▶ [Task]: Type out the data exactly as given. Skip any image.

[Start of section]

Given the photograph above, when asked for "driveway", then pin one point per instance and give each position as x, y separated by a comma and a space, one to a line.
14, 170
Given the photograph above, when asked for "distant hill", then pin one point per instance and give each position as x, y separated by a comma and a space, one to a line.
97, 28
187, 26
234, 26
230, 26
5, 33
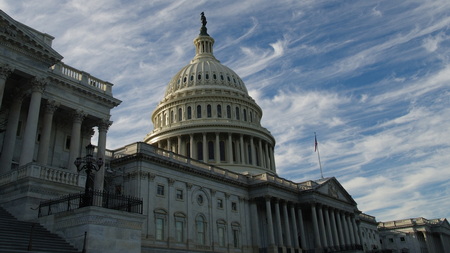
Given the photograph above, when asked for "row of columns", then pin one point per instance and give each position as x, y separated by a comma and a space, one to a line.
30, 132
242, 154
333, 229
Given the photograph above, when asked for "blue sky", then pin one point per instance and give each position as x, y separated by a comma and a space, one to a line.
372, 78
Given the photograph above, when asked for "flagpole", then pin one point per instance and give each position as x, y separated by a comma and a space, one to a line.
316, 148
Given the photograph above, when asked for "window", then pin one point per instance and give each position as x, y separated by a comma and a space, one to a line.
233, 206
160, 190
220, 203
199, 111
200, 199
200, 227
221, 235
179, 231
189, 112
200, 151
179, 193
219, 111
159, 229
222, 150
235, 238
67, 143
210, 150
208, 111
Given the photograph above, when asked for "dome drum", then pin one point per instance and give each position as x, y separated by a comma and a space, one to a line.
208, 115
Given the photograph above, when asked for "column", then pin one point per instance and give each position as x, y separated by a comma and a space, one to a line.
191, 145
242, 149
9, 141
179, 145
333, 227
252, 152
230, 149
350, 229
269, 222
103, 127
5, 71
355, 228
29, 136
78, 117
261, 157
44, 144
323, 235
302, 229
318, 244
169, 145
328, 227
266, 157
255, 223
217, 149
272, 159
287, 230
345, 229
294, 227
278, 222
339, 227
205, 148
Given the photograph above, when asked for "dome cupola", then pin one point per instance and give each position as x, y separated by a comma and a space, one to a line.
207, 114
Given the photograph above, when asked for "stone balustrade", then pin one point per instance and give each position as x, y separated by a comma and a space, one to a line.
82, 77
46, 173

[End of section]

▶ [Output below]:
Given the photograph above, when asked for "driveway", then pin one point per instance and give each position as x, y separated by a comma and a space, one to a line.
14, 170
Given the photograph above, when asked for "distant hill", then pin one point per instance and give each position as x, y separated by a comma and a space, one to a line.
97, 28
187, 26
234, 26
230, 26
5, 33
Given the photograph above, when asked for "row of columns", then pin one point per instance and give each position as x, y separated by a comma and a space, one to a line.
30, 132
242, 154
333, 229
Given the photograph above, when asked for "blue sky", then pin one point per instance and give each position as x, y separated by a comma and a space, one to a line.
372, 78
Given the photograph above, when asked for "flagpole", then pin one point per instance and give each position as x, y separated by a comma and a space, one to a line.
316, 148
Given the photograph above, when asked for "window", then pin one point per instance and give each position as x, y separated by a comma and a space, one to a line.
233, 206
160, 190
220, 203
199, 111
200, 199
200, 227
221, 235
179, 231
189, 112
200, 151
179, 193
219, 111
159, 229
222, 150
235, 238
67, 143
210, 150
208, 111
Given the photograph above, when asked for "dome drum", then pin one point per instance and give each position as x, y separated by a comma and a space, one to a line.
208, 115
Given the photograph above, when asked for "column", then pin one point per instance and give each position as x, y separated by a comma and a space, one to a line.
191, 145
242, 149
9, 141
179, 145
333, 227
252, 152
230, 149
350, 229
269, 222
103, 127
5, 71
355, 228
29, 136
78, 117
261, 157
44, 144
323, 235
302, 229
318, 244
169, 145
328, 227
266, 157
255, 223
217, 149
272, 159
287, 230
345, 229
294, 227
278, 222
339, 227
205, 148
Given the photograph above, when asked for "dome cupola", then pin one point per instance and give each position as x, y separated by a comma and a space, one to a line.
207, 114
Given the photograph above, when asked for "stone balustrade", then pin one point per instance and give each position as x, y separated by a comma and a space, one to a line.
82, 77
46, 173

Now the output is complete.